* **Task instructions**
a) In the article on Bangladesh's export targets, copy the passage that begins at the words "Commerce Minister Tipu" and stops after "billion in FY22.", swapping "press conference" for "news conference".
b) Name every organization the article on Bangladesh's export targets mentions by its full name.
c) Write what comes next in the news article about Bangladesh's export targets for 2022-23, picking up after its final sentence.

* **Passage to read**
---
Govt targets lower export growth for global turmoil
Bangladesh is targeting a lower export growth in 2022-23 despite raking in a record $52.08 billion in the last fiscal year largely because of insignificant strides in products and markets diversification and ongoing global turmoil.
The goal is up only 11.36 per cent from the actual receipts in 2021-22, when overseas sales surged 34.38 per cent, one of the sharpest paces of growth in recent years.
Like in previous years, the government will bank on traditional items such as knitwear and woven garments, which account for more than 80 per cent of national exports, to steer the growth since diversification of products did not take place as expected.
Apart from the two, only five items were able to fetch more than $1 billion in earnings in the last fiscal year.
The export target from the services sector has been fixed at $9 billion for 2022-23, an increase of 12.5 per cent from the actual earnings a year earlier. Together, merchandise and service exports are expected to bring in $67 billion, which is 10.10 per cent higher than the total receipts in FY22.
Commerce Minister Tipu Munshi announced the new export targets at a press conference at his secretariat office in Dhaka yesterday.
"The targets are attainable," he said.
Economists and business leaders also say the targets are achievable although there are some challenges.
In the last fiscal year that ended on June 30, Bangladesh's merchandise shipment was 19.73 per cent higher than the target of $43.5 billion. Another $8 billion came from services exports, which surpassed the $7.5-billion target by 6.67 per cent.
The knitwear export target has been fixed at $25.6 billion from last fiscal year's $20.98 billion, while the country would depend on woven items to net $21.4 billion, which was $17.53 billion in FY22.
"The overall export target growth of 10.10 per cent is not too high if it is compared with the actual earnings in recent years," said Mustafizur Rahman, a distinguished fellow of the Centre for Policy Dialogue.
There are some disquieting factors both in domestic and international markets.
For instance, the issuance of utilisation declaration certificates from the Bangladesh Garment Manufacturers and Exporters Association and the Bangladesh Knitwear Manufacturers and Exporters Association (BKMEA) is declining.
The demand for deferral payments from buyers and higher inflation are among the major challenges facing the export sector, Rahman said.
Bangladesh's higher export earnings in FY22 were driven by higher prices for garment items paid by international retailers and brands owing to the sharp increases in commodity prices and freight costs. The weakening of the local currency against the US dollar amid abnormally high imports also pushed up export earnings.
So, Rahman called for diversifying products and markets to retain the strong export momentum.
---
* **Study material**
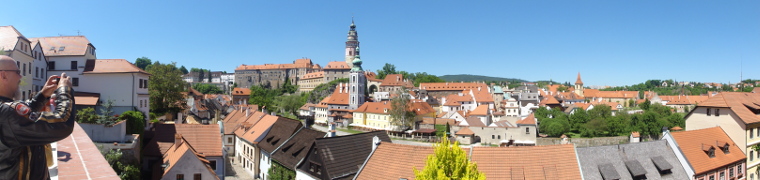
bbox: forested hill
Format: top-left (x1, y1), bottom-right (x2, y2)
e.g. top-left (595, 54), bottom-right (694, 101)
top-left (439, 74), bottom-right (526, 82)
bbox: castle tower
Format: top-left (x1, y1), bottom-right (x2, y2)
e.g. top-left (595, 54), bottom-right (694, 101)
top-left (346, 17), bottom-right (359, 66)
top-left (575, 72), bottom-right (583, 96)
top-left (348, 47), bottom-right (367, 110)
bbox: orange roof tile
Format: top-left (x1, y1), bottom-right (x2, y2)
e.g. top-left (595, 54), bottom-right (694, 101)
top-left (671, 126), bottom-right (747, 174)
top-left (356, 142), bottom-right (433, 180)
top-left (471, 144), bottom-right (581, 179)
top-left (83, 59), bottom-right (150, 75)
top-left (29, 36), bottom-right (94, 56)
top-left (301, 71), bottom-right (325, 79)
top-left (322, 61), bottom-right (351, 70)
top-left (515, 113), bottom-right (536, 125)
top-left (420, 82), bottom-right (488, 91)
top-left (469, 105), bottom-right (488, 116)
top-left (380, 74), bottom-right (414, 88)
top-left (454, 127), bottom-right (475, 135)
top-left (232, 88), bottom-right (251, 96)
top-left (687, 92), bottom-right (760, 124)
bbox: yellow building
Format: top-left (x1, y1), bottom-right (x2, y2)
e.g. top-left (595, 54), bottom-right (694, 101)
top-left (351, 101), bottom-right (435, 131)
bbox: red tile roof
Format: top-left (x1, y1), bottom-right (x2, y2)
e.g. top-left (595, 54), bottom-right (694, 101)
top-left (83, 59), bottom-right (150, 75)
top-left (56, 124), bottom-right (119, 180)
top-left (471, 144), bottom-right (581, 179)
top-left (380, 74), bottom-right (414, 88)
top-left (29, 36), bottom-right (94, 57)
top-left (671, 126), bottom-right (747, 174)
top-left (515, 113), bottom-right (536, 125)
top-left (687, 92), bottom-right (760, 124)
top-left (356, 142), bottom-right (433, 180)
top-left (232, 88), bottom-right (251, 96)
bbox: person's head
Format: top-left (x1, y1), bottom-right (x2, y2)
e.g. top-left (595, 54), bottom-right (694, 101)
---
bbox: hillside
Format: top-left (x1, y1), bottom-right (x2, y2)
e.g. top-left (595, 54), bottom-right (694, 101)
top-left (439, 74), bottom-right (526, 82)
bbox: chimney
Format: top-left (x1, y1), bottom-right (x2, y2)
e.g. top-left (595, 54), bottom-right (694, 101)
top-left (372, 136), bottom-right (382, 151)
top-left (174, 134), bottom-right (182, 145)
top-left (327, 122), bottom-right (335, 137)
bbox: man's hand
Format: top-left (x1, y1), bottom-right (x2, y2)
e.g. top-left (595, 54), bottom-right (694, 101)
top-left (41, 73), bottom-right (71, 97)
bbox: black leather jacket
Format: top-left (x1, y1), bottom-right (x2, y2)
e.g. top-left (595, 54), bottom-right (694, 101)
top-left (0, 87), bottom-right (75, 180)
---
* **Results of the exercise**
a)
Commerce Minister Tipu Munshi announced the new export targets at a news conference at his secretariat office in Dhaka yesterday.
"The targets are attainable," he said.
Economists and business leaders also say the targets are achievable although there are some challenges.
In the last fiscal year that ended on June 30, Bangladesh's merchandise shipment was 19.73 per cent higher than the target of $43.5 billion. Another $8 billion came from services exports, which surpassed the $7.5-billion target by 6.67 per cent.
The knitwear export target has been fixed at $25.6 billion from last fiscal year's $20.98 billion, while the country would depend on woven items to net $21.4 billion, which was $17.53 billion in FY22.

b)
Centre for Policy Dialogue
Bangladesh Garment Manufacturers and Exporters Association
Bangladesh Knitwear Manufacturers and Exporters Association (BKMEA)

c)
"Bangladesh should go for non-cotton garment items as the demand and prices of such items is higher in the international markets than the cotton-made garment items."
Mohammad Hatem, executive president of the BKMEA, thinks a higher export target from the garment sector is possible although an 8 per cent growth has been fixed.
In FY22, Bangladesh exported garment items worth $42 billion and the new target for the sector is $46 billion.
"It is possible to achieve the target despite the Russia-Ukraine war because we are strong in basic garment items. The demand for basic items is always there whereas the consumption of high-end items falls during uncertainty and higher inflation," Hatem said.
The energy crisis, global economic slowdown and high inflationary pressures will pose as major threats to Bangladesh in pulling off the export target.
The recovery from the pandemic, the global supply chain crisis, the Ukraine war, the recent trends in Bangladesh's overall economic and export growth, and the government's fiscal and non-fiscal incentives have been considered in setting the export targets, Munshi said.
Two more sectors -- plastic and light engineering -- have the potential to earn more than $1 billion in the near future as they have higher demand in the global markets, said Abdur Rahim Khan, additional secretary of the commerce ministry.
The target for agricultural products has been fixed at $1.3 billion against $1.10 billion in FY22. Leather and leather goods exporters have been given the task of generating $1.3 billion in FY23 from $1.11 billion a year ago and jute and jute products exporters $1.2 billion, from $1.05 billion a year earlier.
Home textiles are expected to earn $1.8 billion in FY23, which was $1.46 billion in FY22. Some $604 million are being targeted from the sales of frozen and live fish and $964 million from engineering products.